→ **Supplied data**:
──────────────────────────────

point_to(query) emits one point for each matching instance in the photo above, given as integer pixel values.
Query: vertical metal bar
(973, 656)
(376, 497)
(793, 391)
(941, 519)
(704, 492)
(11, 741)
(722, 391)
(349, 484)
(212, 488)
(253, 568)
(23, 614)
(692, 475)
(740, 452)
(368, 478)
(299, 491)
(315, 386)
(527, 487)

──────────────────────────────

Report how many lines of the entries contain the string "values", matching case exactly. Give only the number.

1